Rewrite the data below with every "Target" swapped for "Label" and everything else left as is. Omit the pictures from your copy.
═════ PROVIDED RECORDS
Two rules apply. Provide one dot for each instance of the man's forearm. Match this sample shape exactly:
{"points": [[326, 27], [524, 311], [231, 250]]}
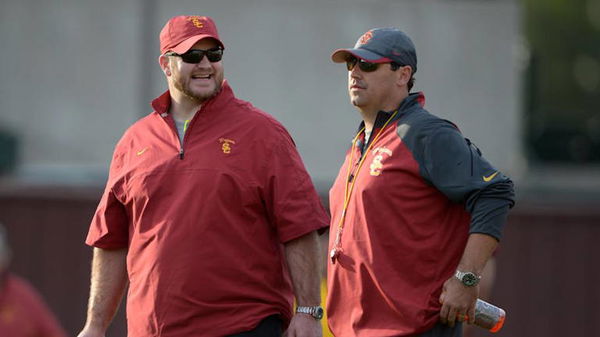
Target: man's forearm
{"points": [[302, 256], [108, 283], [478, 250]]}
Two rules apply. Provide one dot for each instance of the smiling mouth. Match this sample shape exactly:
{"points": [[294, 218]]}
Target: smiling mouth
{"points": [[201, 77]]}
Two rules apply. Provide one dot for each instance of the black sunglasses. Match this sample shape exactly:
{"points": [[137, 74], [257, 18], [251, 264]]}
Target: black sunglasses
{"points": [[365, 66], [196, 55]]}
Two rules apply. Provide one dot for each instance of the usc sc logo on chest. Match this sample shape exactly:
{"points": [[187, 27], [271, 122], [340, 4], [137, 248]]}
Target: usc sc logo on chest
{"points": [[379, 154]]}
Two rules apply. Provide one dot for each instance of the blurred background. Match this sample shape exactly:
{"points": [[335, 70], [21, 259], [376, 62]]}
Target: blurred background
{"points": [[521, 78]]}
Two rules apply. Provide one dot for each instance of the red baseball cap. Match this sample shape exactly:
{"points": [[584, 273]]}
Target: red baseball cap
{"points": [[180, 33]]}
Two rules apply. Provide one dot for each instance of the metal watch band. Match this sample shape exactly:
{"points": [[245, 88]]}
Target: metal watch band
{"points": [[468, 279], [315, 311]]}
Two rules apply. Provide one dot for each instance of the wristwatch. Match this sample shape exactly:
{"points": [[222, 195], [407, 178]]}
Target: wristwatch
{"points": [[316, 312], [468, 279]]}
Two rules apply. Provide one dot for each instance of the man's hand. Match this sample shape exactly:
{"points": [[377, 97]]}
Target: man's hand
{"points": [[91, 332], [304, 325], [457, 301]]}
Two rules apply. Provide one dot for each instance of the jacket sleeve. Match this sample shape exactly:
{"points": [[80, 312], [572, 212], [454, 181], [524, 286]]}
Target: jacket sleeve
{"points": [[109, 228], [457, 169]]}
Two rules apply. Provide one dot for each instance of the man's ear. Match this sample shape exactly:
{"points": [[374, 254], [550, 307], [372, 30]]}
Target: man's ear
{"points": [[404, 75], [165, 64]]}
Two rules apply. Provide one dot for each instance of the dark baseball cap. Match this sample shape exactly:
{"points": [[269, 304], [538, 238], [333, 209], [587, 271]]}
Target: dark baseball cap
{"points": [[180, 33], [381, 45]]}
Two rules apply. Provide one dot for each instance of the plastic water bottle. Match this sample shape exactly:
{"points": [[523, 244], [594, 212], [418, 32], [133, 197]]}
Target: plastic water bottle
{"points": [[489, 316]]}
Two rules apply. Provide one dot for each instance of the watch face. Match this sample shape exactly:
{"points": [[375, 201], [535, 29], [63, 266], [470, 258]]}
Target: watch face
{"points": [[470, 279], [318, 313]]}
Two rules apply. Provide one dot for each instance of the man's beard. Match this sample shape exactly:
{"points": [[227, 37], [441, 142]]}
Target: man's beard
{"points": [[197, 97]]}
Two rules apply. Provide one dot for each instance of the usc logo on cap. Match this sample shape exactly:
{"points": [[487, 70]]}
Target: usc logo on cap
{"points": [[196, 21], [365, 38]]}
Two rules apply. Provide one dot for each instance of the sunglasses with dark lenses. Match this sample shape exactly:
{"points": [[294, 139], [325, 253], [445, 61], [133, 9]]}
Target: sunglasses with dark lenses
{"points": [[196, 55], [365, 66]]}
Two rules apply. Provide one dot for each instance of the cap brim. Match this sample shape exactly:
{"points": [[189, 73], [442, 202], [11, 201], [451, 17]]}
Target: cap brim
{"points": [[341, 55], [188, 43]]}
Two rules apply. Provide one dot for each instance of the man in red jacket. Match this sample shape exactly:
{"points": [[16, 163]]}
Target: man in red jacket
══════════
**ANSWER TO THIS EXERCISE:**
Two rules apply. Provide one dot for each instance of the man's forearm. Match this sample shape exactly:
{"points": [[326, 27], [524, 311], [231, 250]]}
Label: man's forearm
{"points": [[302, 256], [108, 283], [478, 250]]}
Two rules apply. Provide one dot for each instance of the smiling mouth. Match this sample shape exactly:
{"points": [[294, 218]]}
Label: smiling mouth
{"points": [[201, 77]]}
Two rules apply. Provide one dot for each instance of the black sunglasses. Match this sample shape exactly:
{"points": [[137, 74], [257, 18], [251, 264]]}
Label: black sunglasses
{"points": [[365, 66], [196, 55]]}
Two rules apply. Provide one dot for each instance of the usc sc logo on chest. Match this sample shape exactly:
{"points": [[187, 27], [271, 122], [340, 4], [137, 248]]}
Label: usc sc logo on chest
{"points": [[379, 154]]}
Two rules apply. Provide one dot for each instance of the blurred background. Match this sample shape exactly:
{"points": [[335, 70], [21, 259], [376, 62]]}
Label: blurred background
{"points": [[521, 78]]}
Two rules apply. Provide one dot for each instance of the red baseball cap. Match this sample shape exactly:
{"points": [[584, 273]]}
Label: red baseball cap
{"points": [[180, 33]]}
Two rules apply. Provide one dot for each instance of the metal watch band. Match this sample shape exactly:
{"points": [[245, 88]]}
Label: metal watch band
{"points": [[468, 279], [315, 311]]}
Two rules apply. Provide one dot for each instance of the wristwatch. Match this sample shape exactly:
{"points": [[222, 195], [407, 178]]}
Label: wristwatch
{"points": [[316, 312], [468, 279]]}
Two rules apply. Provide one dot for each instance of the man's hand. Match this sample shape exactly:
{"points": [[377, 97]]}
Label: man's hand
{"points": [[91, 332], [304, 325], [457, 301]]}
Two rules apply. Provide one dot for each instance of the jacket sleeve. Match this sample shape exactly:
{"points": [[80, 312], [572, 212], [454, 181], [524, 286]]}
Label: jacket sleeve
{"points": [[109, 228], [457, 169]]}
Two rules apply. Provide one dot for each instance of the man's ear. Match this sample shape exactly:
{"points": [[374, 254], [550, 307], [372, 30]]}
Label: man's ear
{"points": [[404, 75], [165, 64]]}
Two rules apply. Provide one dot for each instance of the dark baseball cap. Match this sample shape exactly:
{"points": [[269, 304], [538, 238], [333, 209], [587, 271]]}
Label: dark baseball cap
{"points": [[180, 33], [381, 45]]}
Two rules apply. Provide one dot for each instance of the plastic water bottle. Match this sample shape exactly:
{"points": [[523, 244], [594, 212], [418, 32], [133, 197]]}
Label: plastic water bottle
{"points": [[489, 316]]}
Two rules apply. Provide one dot for each instance of the watch face. Match this sample shape exactly:
{"points": [[375, 201], [535, 29], [63, 266], [470, 258]]}
Label: watch face
{"points": [[470, 279], [318, 313]]}
Two rules apply. Provide one dot for each instance of the man's beard. Match this sample shape exactly:
{"points": [[227, 37], [441, 142]]}
Label: man's beard
{"points": [[197, 97]]}
Two rules apply. Provide one dot for each instance of the usc logo on cap. Match this sample shape exactly:
{"points": [[487, 70]]}
Label: usc logo on cap
{"points": [[196, 21], [365, 38]]}
Two rules apply. Provide one dot for each instance of the sunglasses with dark lenses. Match this sample shape exactly:
{"points": [[294, 139], [325, 253], [445, 61], [133, 9]]}
Label: sunglasses with dark lenses
{"points": [[196, 55], [365, 66]]}
Two rules apply. Provide one dot for each instance of the cap brim. Match this sample shape exactly:
{"points": [[189, 73], [442, 202], [11, 201], [451, 17]]}
Label: cap brim
{"points": [[341, 55], [188, 43]]}
Two rules apply. Provide one dot for each instance of the man in red jacket. Match this sample shape exactly:
{"points": [[16, 163]]}
Label: man in red jacket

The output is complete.